● Given entries:
************

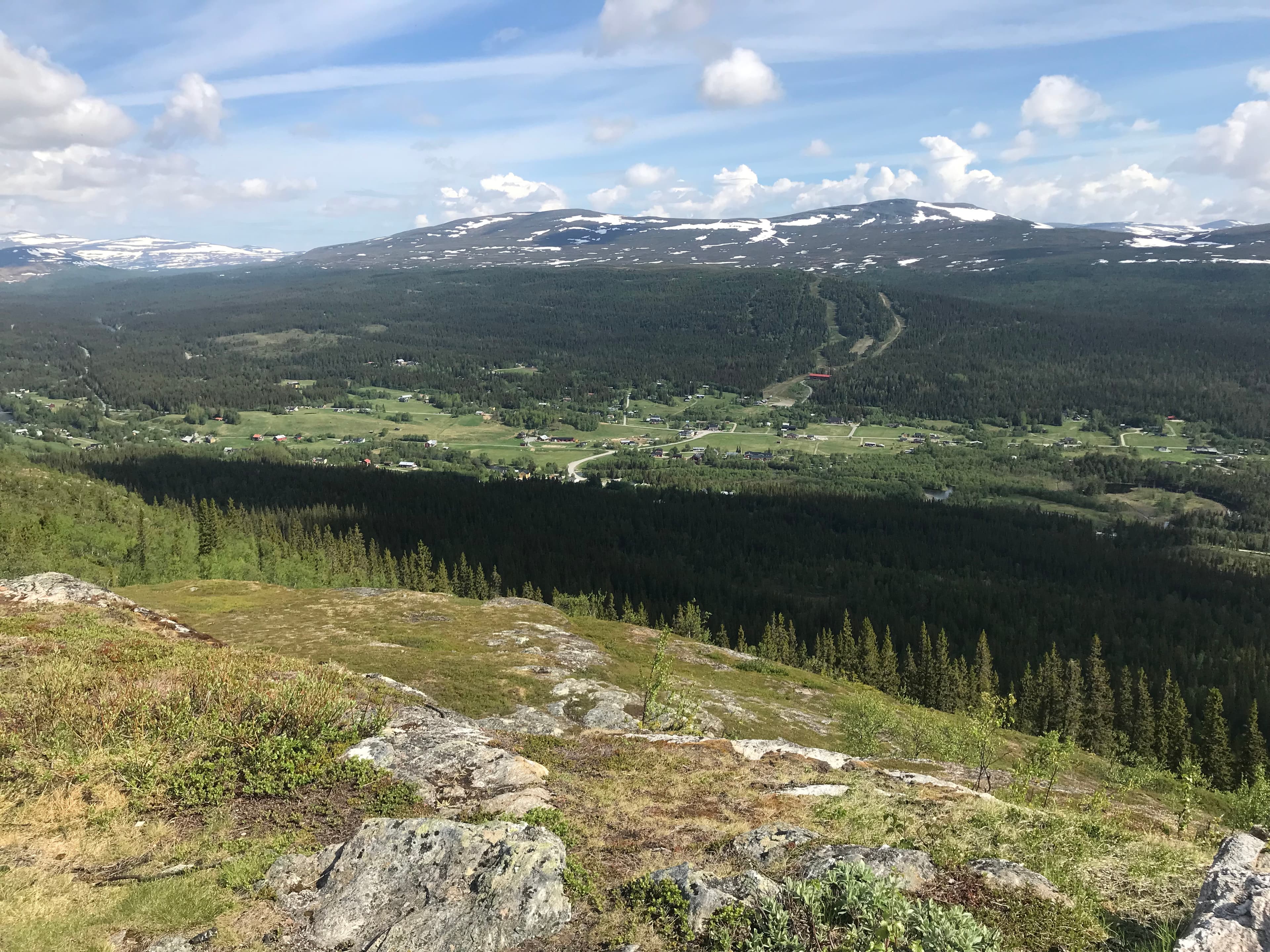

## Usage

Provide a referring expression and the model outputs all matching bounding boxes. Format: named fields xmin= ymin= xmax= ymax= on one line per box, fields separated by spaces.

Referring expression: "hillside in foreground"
xmin=0 ymin=580 xmax=1265 ymax=952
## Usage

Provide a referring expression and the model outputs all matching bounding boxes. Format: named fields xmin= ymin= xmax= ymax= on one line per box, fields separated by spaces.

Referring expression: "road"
xmin=569 ymin=423 xmax=737 ymax=482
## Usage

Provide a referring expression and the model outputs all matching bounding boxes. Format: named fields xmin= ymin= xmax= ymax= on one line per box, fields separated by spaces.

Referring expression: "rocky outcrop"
xmin=732 ymin=822 xmax=819 ymax=867
xmin=966 ymin=859 xmax=1072 ymax=906
xmin=0 ymin=573 xmax=222 ymax=646
xmin=344 ymin=704 xmax=550 ymax=813
xmin=264 ymin=817 xmax=572 ymax=952
xmin=1173 ymin=833 xmax=1270 ymax=952
xmin=798 ymin=845 xmax=935 ymax=892
xmin=652 ymin=863 xmax=781 ymax=933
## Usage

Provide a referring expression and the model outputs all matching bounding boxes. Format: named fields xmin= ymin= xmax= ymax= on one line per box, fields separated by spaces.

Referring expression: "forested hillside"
xmin=814 ymin=265 xmax=1270 ymax=437
xmin=0 ymin=444 xmax=1270 ymax=736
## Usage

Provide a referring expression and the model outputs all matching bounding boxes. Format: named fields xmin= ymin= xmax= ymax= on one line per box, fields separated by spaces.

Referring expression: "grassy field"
xmin=0 ymin=589 xmax=1222 ymax=952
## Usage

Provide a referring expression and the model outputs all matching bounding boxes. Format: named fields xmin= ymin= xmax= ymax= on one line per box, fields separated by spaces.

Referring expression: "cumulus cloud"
xmin=919 ymin=136 xmax=1001 ymax=202
xmin=0 ymin=33 xmax=133 ymax=148
xmin=587 ymin=185 xmax=631 ymax=212
xmin=587 ymin=118 xmax=635 ymax=146
xmin=441 ymin=171 xmax=569 ymax=216
xmin=146 ymin=72 xmax=225 ymax=148
xmin=701 ymin=47 xmax=783 ymax=109
xmin=625 ymin=163 xmax=674 ymax=188
xmin=1173 ymin=86 xmax=1270 ymax=188
xmin=599 ymin=0 xmax=711 ymax=47
xmin=1001 ymin=130 xmax=1036 ymax=163
xmin=1021 ymin=76 xmax=1111 ymax=136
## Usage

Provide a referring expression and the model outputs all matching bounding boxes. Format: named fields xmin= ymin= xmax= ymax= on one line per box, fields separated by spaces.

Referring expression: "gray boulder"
xmin=732 ymin=822 xmax=818 ymax=866
xmin=966 ymin=859 xmax=1072 ymax=906
xmin=266 ymin=817 xmax=572 ymax=952
xmin=1173 ymin=833 xmax=1270 ymax=952
xmin=344 ymin=704 xmax=547 ymax=811
xmin=652 ymin=863 xmax=781 ymax=933
xmin=798 ymin=845 xmax=935 ymax=892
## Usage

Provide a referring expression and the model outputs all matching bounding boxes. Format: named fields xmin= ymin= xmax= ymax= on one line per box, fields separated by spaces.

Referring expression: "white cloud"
xmin=237 ymin=179 xmax=318 ymax=202
xmin=1173 ymin=94 xmax=1270 ymax=188
xmin=441 ymin=171 xmax=569 ymax=216
xmin=792 ymin=163 xmax=922 ymax=211
xmin=318 ymin=195 xmax=402 ymax=218
xmin=919 ymin=136 xmax=1001 ymax=201
xmin=0 ymin=33 xmax=133 ymax=148
xmin=625 ymin=163 xmax=674 ymax=188
xmin=146 ymin=72 xmax=225 ymax=148
xmin=587 ymin=118 xmax=635 ymax=146
xmin=1021 ymin=76 xmax=1111 ymax=136
xmin=701 ymin=47 xmax=783 ymax=108
xmin=1001 ymin=130 xmax=1036 ymax=163
xmin=599 ymin=0 xmax=711 ymax=47
xmin=587 ymin=185 xmax=631 ymax=212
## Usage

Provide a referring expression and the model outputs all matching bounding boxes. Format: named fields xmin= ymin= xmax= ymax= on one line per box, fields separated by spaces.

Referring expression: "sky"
xmin=0 ymin=0 xmax=1270 ymax=251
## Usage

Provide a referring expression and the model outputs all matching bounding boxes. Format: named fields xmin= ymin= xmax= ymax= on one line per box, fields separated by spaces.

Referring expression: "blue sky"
xmin=0 ymin=0 xmax=1270 ymax=250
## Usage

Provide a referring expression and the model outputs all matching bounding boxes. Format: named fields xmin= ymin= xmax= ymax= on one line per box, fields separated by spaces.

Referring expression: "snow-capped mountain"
xmin=287 ymin=199 xmax=1270 ymax=274
xmin=0 ymin=231 xmax=284 ymax=270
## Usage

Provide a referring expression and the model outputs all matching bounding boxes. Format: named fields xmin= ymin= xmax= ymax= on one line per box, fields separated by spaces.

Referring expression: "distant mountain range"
xmin=0 ymin=206 xmax=1270 ymax=281
xmin=0 ymin=231 xmax=284 ymax=278
xmin=288 ymin=199 xmax=1270 ymax=274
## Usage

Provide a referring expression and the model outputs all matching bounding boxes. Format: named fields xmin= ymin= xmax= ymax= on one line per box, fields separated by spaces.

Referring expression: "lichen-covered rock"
xmin=1173 ymin=833 xmax=1270 ymax=952
xmin=344 ymin=706 xmax=547 ymax=806
xmin=652 ymin=863 xmax=781 ymax=934
xmin=266 ymin=817 xmax=572 ymax=952
xmin=966 ymin=859 xmax=1072 ymax=906
xmin=732 ymin=822 xmax=818 ymax=866
xmin=798 ymin=845 xmax=935 ymax=892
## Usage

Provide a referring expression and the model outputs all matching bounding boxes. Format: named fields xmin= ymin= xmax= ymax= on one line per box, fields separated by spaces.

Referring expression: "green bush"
xmin=702 ymin=863 xmax=1002 ymax=952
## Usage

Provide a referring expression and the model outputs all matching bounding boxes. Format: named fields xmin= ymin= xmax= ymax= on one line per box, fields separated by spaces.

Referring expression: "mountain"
xmin=0 ymin=231 xmax=286 ymax=270
xmin=288 ymin=199 xmax=1270 ymax=274
xmin=0 ymin=248 xmax=93 ymax=284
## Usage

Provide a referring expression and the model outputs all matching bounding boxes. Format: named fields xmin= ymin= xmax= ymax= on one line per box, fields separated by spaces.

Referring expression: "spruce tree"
xmin=1060 ymin=657 xmax=1084 ymax=742
xmin=1240 ymin=701 xmax=1266 ymax=783
xmin=856 ymin=618 xmax=880 ymax=688
xmin=877 ymin=624 xmax=899 ymax=697
xmin=1081 ymin=635 xmax=1115 ymax=757
xmin=1015 ymin=661 xmax=1040 ymax=734
xmin=931 ymin=628 xmax=956 ymax=711
xmin=1129 ymin=668 xmax=1158 ymax=762
xmin=899 ymin=645 xmax=919 ymax=701
xmin=916 ymin=622 xmax=939 ymax=707
xmin=972 ymin=631 xmax=999 ymax=702
xmin=1156 ymin=670 xmax=1194 ymax=772
xmin=1199 ymin=688 xmax=1234 ymax=789
xmin=833 ymin=612 xmax=860 ymax=678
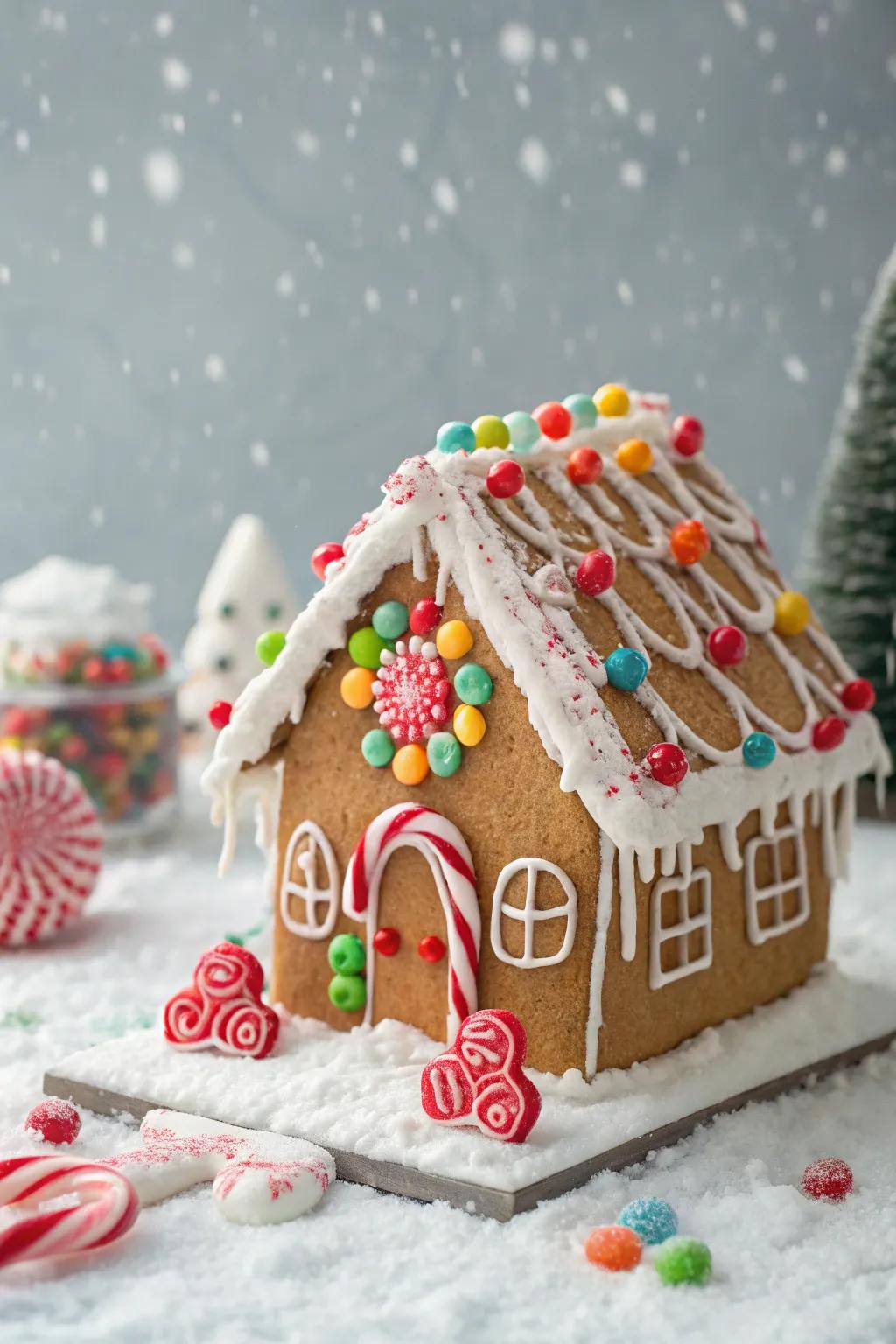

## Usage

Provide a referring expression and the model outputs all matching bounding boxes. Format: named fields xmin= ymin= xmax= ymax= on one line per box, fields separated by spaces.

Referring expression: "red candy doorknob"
xmin=421 ymin=1008 xmax=542 ymax=1144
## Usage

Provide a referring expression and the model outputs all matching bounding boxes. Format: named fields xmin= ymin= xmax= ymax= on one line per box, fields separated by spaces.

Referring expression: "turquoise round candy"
xmin=326 ymin=976 xmax=367 ymax=1012
xmin=563 ymin=393 xmax=598 ymax=429
xmin=454 ymin=662 xmax=493 ymax=704
xmin=504 ymin=411 xmax=542 ymax=453
xmin=741 ymin=732 xmax=778 ymax=770
xmin=326 ymin=933 xmax=367 ymax=976
xmin=603 ymin=649 xmax=649 ymax=691
xmin=654 ymin=1236 xmax=712 ymax=1284
xmin=361 ymin=729 xmax=395 ymax=770
xmin=435 ymin=421 xmax=475 ymax=453
xmin=371 ymin=602 xmax=407 ymax=640
xmin=426 ymin=732 xmax=464 ymax=780
xmin=348 ymin=625 xmax=392 ymax=672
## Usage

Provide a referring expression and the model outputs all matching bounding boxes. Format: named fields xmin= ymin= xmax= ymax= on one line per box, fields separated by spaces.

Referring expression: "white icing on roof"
xmin=203 ymin=394 xmax=888 ymax=856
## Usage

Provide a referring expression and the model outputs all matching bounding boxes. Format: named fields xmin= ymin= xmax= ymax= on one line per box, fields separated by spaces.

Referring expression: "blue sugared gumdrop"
xmin=617 ymin=1195 xmax=678 ymax=1246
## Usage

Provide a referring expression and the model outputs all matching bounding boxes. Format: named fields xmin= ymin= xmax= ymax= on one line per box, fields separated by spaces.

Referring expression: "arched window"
xmin=492 ymin=859 xmax=579 ymax=969
xmin=279 ymin=821 xmax=341 ymax=938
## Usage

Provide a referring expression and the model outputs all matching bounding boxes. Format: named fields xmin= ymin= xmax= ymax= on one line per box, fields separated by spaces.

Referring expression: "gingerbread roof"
xmin=203 ymin=394 xmax=889 ymax=855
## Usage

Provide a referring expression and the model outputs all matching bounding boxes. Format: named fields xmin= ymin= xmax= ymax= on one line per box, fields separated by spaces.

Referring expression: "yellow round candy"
xmin=392 ymin=742 xmax=430 ymax=783
xmin=614 ymin=438 xmax=653 ymax=476
xmin=339 ymin=668 xmax=376 ymax=710
xmin=454 ymin=704 xmax=485 ymax=747
xmin=435 ymin=621 xmax=472 ymax=659
xmin=472 ymin=416 xmax=510 ymax=447
xmin=594 ymin=383 xmax=632 ymax=416
xmin=775 ymin=592 xmax=811 ymax=634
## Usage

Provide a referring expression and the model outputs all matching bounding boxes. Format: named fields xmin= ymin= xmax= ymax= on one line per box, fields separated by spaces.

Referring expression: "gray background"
xmin=0 ymin=0 xmax=896 ymax=637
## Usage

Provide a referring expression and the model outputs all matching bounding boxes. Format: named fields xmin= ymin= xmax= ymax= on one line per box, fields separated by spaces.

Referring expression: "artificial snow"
xmin=0 ymin=774 xmax=896 ymax=1344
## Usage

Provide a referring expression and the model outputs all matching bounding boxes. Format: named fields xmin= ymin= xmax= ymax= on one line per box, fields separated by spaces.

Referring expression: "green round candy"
xmin=348 ymin=625 xmax=392 ymax=672
xmin=326 ymin=933 xmax=367 ymax=976
xmin=361 ymin=729 xmax=395 ymax=770
xmin=326 ymin=976 xmax=367 ymax=1012
xmin=372 ymin=602 xmax=407 ymax=640
xmin=454 ymin=662 xmax=493 ymax=704
xmin=654 ymin=1236 xmax=712 ymax=1284
xmin=426 ymin=732 xmax=464 ymax=780
xmin=256 ymin=630 xmax=286 ymax=667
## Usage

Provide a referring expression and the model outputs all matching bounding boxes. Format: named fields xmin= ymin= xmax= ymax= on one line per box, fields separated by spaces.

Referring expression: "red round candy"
xmin=374 ymin=928 xmax=402 ymax=957
xmin=670 ymin=416 xmax=703 ymax=457
xmin=567 ymin=446 xmax=603 ymax=485
xmin=312 ymin=542 xmax=346 ymax=579
xmin=840 ymin=676 xmax=878 ymax=714
xmin=811 ymin=714 xmax=846 ymax=752
xmin=409 ymin=597 xmax=442 ymax=634
xmin=799 ymin=1157 xmax=853 ymax=1204
xmin=25 ymin=1096 xmax=80 ymax=1145
xmin=485 ymin=457 xmax=525 ymax=500
xmin=575 ymin=551 xmax=617 ymax=597
xmin=646 ymin=742 xmax=688 ymax=788
xmin=532 ymin=402 xmax=572 ymax=438
xmin=707 ymin=625 xmax=747 ymax=668
xmin=208 ymin=700 xmax=234 ymax=732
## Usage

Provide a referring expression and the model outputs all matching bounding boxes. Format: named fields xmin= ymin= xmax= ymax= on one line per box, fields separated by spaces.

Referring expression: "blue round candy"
xmin=603 ymin=649 xmax=650 ymax=691
xmin=741 ymin=732 xmax=778 ymax=770
xmin=563 ymin=393 xmax=598 ymax=429
xmin=617 ymin=1195 xmax=678 ymax=1246
xmin=504 ymin=411 xmax=542 ymax=453
xmin=435 ymin=421 xmax=475 ymax=453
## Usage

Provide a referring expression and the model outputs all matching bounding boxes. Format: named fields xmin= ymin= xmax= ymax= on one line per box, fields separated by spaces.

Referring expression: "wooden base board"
xmin=43 ymin=1031 xmax=896 ymax=1223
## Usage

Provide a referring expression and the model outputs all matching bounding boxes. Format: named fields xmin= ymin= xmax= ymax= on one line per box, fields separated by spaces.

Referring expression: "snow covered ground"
xmin=0 ymin=774 xmax=896 ymax=1344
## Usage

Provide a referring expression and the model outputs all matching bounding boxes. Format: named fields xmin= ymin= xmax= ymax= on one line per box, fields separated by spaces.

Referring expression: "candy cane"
xmin=342 ymin=802 xmax=481 ymax=1035
xmin=0 ymin=1156 xmax=140 ymax=1269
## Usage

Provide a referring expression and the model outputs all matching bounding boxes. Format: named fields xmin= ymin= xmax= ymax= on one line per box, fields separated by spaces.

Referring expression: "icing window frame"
xmin=492 ymin=859 xmax=579 ymax=970
xmin=278 ymin=821 xmax=342 ymax=941
xmin=650 ymin=868 xmax=712 ymax=989
xmin=745 ymin=827 xmax=810 ymax=948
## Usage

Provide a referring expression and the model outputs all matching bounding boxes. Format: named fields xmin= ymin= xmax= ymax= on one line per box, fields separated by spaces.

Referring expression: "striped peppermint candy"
xmin=342 ymin=802 xmax=481 ymax=1032
xmin=0 ymin=1156 xmax=140 ymax=1269
xmin=0 ymin=749 xmax=102 ymax=948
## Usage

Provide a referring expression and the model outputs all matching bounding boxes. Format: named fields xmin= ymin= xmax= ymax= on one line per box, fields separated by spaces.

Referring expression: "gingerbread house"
xmin=204 ymin=386 xmax=888 ymax=1076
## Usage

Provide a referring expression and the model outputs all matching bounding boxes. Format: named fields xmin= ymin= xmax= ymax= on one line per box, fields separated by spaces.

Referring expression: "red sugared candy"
xmin=567 ymin=446 xmax=603 ymax=485
xmin=374 ymin=928 xmax=402 ymax=957
xmin=208 ymin=700 xmax=234 ymax=732
xmin=840 ymin=676 xmax=878 ymax=714
xmin=707 ymin=625 xmax=747 ymax=668
xmin=416 ymin=933 xmax=447 ymax=961
xmin=575 ymin=551 xmax=617 ymax=597
xmin=799 ymin=1157 xmax=853 ymax=1204
xmin=532 ymin=402 xmax=572 ymax=438
xmin=669 ymin=416 xmax=703 ymax=457
xmin=164 ymin=942 xmax=279 ymax=1059
xmin=312 ymin=542 xmax=346 ymax=579
xmin=421 ymin=1008 xmax=542 ymax=1144
xmin=25 ymin=1096 xmax=80 ymax=1146
xmin=410 ymin=597 xmax=442 ymax=634
xmin=485 ymin=457 xmax=525 ymax=500
xmin=811 ymin=714 xmax=846 ymax=752
xmin=669 ymin=517 xmax=710 ymax=564
xmin=584 ymin=1223 xmax=642 ymax=1273
xmin=646 ymin=742 xmax=688 ymax=788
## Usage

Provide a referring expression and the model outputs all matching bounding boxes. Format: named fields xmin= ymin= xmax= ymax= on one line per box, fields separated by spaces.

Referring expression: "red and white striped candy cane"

************

Copy the material from its first line through the line containing "xmin=569 ymin=423 xmax=737 ymax=482", inclusive, omitting the pictures.

## Usage

Provide a referring expression and the model outputs all matching bounding boxes. Format: named fields xmin= ymin= xmax= ymax= on one line per box, fields separated by spaces.

Referring expression: "hillside in foreground"
xmin=0 ymin=580 xmax=1265 ymax=952
## Usage

Provide a referring expression and the model outputs all matching bounding boxes. Format: named fields xmin= ymin= xmax= ymax= on one line per box, fields separated by spaces.

Referring expression: "road"
xmin=569 ymin=423 xmax=737 ymax=482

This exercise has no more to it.